PROBLEM STATEMENT: Output the full material exactly as it appears here.

EXTRACTED INFORMATION:

============================================================

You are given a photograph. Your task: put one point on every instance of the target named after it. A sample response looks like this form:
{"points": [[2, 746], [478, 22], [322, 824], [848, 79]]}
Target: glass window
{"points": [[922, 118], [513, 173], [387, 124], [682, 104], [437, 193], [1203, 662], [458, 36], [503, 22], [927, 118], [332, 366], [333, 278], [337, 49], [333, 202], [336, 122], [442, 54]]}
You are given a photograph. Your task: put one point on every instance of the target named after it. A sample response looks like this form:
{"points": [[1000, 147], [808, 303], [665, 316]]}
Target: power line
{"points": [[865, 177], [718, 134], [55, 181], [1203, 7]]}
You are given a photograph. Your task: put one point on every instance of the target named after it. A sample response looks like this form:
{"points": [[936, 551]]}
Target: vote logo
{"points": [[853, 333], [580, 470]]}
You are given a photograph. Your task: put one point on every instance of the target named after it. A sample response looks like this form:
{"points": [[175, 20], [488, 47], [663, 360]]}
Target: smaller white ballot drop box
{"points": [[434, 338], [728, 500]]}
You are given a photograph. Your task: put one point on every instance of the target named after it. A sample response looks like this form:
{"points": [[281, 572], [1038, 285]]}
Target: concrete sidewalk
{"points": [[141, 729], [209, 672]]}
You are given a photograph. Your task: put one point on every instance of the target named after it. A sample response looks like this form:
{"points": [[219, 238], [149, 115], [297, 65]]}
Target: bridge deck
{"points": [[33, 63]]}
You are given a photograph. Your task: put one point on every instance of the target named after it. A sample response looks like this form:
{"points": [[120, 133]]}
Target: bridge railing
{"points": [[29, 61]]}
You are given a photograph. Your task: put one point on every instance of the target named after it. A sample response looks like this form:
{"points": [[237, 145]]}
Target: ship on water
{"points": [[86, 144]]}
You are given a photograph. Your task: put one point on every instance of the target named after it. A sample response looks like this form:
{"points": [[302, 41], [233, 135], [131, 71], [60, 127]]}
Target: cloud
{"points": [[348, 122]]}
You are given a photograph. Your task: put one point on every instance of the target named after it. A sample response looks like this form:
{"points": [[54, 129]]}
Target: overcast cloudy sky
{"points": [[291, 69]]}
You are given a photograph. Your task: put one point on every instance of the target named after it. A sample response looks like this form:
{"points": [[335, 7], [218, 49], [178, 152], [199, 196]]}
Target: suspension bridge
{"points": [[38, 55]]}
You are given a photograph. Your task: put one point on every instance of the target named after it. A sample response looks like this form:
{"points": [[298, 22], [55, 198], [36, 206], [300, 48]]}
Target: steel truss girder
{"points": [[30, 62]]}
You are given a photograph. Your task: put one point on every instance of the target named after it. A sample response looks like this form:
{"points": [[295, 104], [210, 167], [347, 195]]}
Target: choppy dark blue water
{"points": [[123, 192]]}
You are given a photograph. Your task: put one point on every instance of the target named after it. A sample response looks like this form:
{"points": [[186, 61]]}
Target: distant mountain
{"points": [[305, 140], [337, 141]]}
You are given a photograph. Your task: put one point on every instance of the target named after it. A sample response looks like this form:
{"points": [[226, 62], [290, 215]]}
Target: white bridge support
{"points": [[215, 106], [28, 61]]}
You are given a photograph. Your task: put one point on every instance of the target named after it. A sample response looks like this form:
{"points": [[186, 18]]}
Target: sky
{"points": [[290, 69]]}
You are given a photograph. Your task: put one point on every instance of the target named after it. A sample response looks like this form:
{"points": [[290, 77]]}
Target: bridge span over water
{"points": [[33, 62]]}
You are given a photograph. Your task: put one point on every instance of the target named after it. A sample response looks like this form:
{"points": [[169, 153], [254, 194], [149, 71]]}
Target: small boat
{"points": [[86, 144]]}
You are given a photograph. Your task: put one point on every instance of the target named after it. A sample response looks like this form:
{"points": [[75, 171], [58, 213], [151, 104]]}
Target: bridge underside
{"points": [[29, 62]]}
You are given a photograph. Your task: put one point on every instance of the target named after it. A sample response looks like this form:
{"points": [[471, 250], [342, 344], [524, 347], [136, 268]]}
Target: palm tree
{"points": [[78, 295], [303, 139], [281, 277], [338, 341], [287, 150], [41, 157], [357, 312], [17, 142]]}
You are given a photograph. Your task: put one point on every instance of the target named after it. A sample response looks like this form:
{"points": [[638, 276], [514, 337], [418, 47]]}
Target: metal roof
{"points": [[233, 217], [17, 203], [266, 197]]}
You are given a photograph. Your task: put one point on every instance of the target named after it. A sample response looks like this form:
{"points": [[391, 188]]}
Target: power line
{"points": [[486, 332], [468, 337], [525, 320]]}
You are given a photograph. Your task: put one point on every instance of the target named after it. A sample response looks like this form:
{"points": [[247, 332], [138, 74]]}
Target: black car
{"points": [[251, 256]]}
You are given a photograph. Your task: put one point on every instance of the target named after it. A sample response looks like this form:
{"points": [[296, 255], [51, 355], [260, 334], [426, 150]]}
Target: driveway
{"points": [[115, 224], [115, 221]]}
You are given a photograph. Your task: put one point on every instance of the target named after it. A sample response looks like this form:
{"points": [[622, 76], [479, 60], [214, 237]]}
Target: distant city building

============================================================

SOLUTION FOR THIS EXERCISE:
You are given a photograph. Your task: put one point on every instance of the target named after it. A sample response looks like this form:
{"points": [[2, 746], [478, 22], [322, 824], [848, 79]]}
Target: glass window
{"points": [[922, 118], [513, 173], [387, 124], [682, 104], [437, 193], [1203, 662], [458, 36], [503, 22], [927, 118], [332, 366], [333, 278], [337, 49], [333, 202], [336, 122], [442, 54]]}
You are given a photograph. Your task: put one point on every instance of the target named after it. A sample response looks like this form:
{"points": [[1000, 147], [808, 303], [665, 316]]}
Target: power line
{"points": [[865, 177], [718, 134], [55, 181], [1203, 7]]}
You are given a photograph. Your task: put one point on every instance of the target named after it. A sample response looks like this form:
{"points": [[936, 551]]}
Target: vote logo
{"points": [[853, 333], [580, 470]]}
You are given a photograph. Your task: put one point on every instance of the target named after it. A sample response looks like this form:
{"points": [[175, 20], [488, 47], [663, 360]]}
Target: smaller white ballot drop box
{"points": [[434, 338], [728, 500]]}
You are given a photograph. Your task: put one point on every instance of the target named after it. A sample response looks like this form:
{"points": [[281, 572], [1038, 285]]}
Target: concrete sidewalk
{"points": [[141, 729], [209, 672]]}
You are given a photograph. Your task: put one point on every instance of the target named after it. A sample response looks like this form:
{"points": [[219, 238], [149, 115], [297, 65]]}
Target: bridge deck
{"points": [[33, 63]]}
You are given a photograph. Your task: put one point on every instance of the target named after it. A sample response looks like this form:
{"points": [[120, 133]]}
Target: bridge railing
{"points": [[29, 61]]}
You are given a photograph. Your task: put one point on every instance of the target named after it. A sample response looks like this form:
{"points": [[237, 145]]}
Target: ship on water
{"points": [[86, 144]]}
You are given a photograph. Your task: put one point on every instance of the target named after it. A sample response looks like this form:
{"points": [[302, 41], [233, 135], [131, 71], [60, 127]]}
Target: cloud
{"points": [[348, 122]]}
You are given a photograph. Your task: put one point on every instance of the target named after it. A sample response looks like this form:
{"points": [[54, 129]]}
Target: overcast cloudy sky
{"points": [[291, 69]]}
You are given a photograph. Your task: put one point on every instance of the target named after it. A sample response looks like this form:
{"points": [[335, 7], [218, 49], [178, 152], [199, 196]]}
Target: suspension bridge
{"points": [[38, 55]]}
You are given a photograph. Your task: put one point on every instance of the target named after it. A sample response looks like this form:
{"points": [[298, 22], [55, 198], [36, 206], [300, 48]]}
Target: steel truss girder
{"points": [[30, 62]]}
You are given a photograph. Your task: put one point on every instance of the target named after it. A sample response looks like this form:
{"points": [[295, 104], [210, 167], [347, 195]]}
Target: choppy dark blue water
{"points": [[123, 192]]}
You are given a photograph. Your task: put one point on every instance of the target named after it. A sample response looks like this form:
{"points": [[186, 61]]}
Target: distant mountain
{"points": [[305, 140], [337, 141]]}
You are given a photograph. Your task: put one point on every instance of the target named after it. A sample response looks like this form:
{"points": [[226, 62], [290, 215]]}
Target: white bridge support
{"points": [[215, 106], [28, 61]]}
You are given a photograph. Your task: put one point on every instance of the target named after it. A sample response looks like this form:
{"points": [[186, 18]]}
Target: sky
{"points": [[290, 69]]}
You are given a photograph. Your task: put one point on every instance of the target named after it. A sample response looks like this form:
{"points": [[290, 77]]}
Target: bridge span over water
{"points": [[33, 62]]}
You are given a photograph. Your task: put one point on every instance of the target named after it. A sample response looks like this form:
{"points": [[169, 153], [254, 194], [149, 71]]}
Target: small boat
{"points": [[86, 144]]}
You are given a photograph. Your task: put one point on every instance of the target named after it. A sample response looks like this form:
{"points": [[75, 171], [58, 213], [151, 104]]}
Target: bridge underside
{"points": [[29, 62]]}
You are given a photograph. Your task: put one point on every instance of the target named after it. A sample response looks like this form:
{"points": [[471, 250], [342, 344], [524, 347], [136, 268]]}
Target: palm tree
{"points": [[78, 295], [303, 139], [281, 277], [338, 341], [287, 150], [41, 157], [357, 312], [17, 142]]}
You are given a photograph. Your task: put one point on every instance of the target named after it. A sample response looks like this form:
{"points": [[638, 276], [514, 337], [418, 47]]}
Target: metal roof
{"points": [[233, 217], [17, 203], [266, 197]]}
You are given a photograph. Your task: put one point on every instance of the target named after it. A sample response looks like this form:
{"points": [[391, 188]]}
Target: power line
{"points": [[486, 332], [468, 337], [525, 320]]}
You are given a photograph. Your task: put one point on every instance of the target named after it. A sample response looks like this form:
{"points": [[247, 332], [138, 74]]}
Target: black car
{"points": [[251, 256]]}
You are given a photograph. Your task: put one point on every instance of the target named after it. A sample response looks like this form:
{"points": [[296, 255], [51, 355], [260, 334], [426, 150]]}
Target: driveway
{"points": [[115, 224], [115, 221]]}
You are given a photograph. Your task: put one point on every instance of the target named after it. A sample response looks like this form:
{"points": [[622, 76], [479, 60], [214, 237]]}
Target: distant city building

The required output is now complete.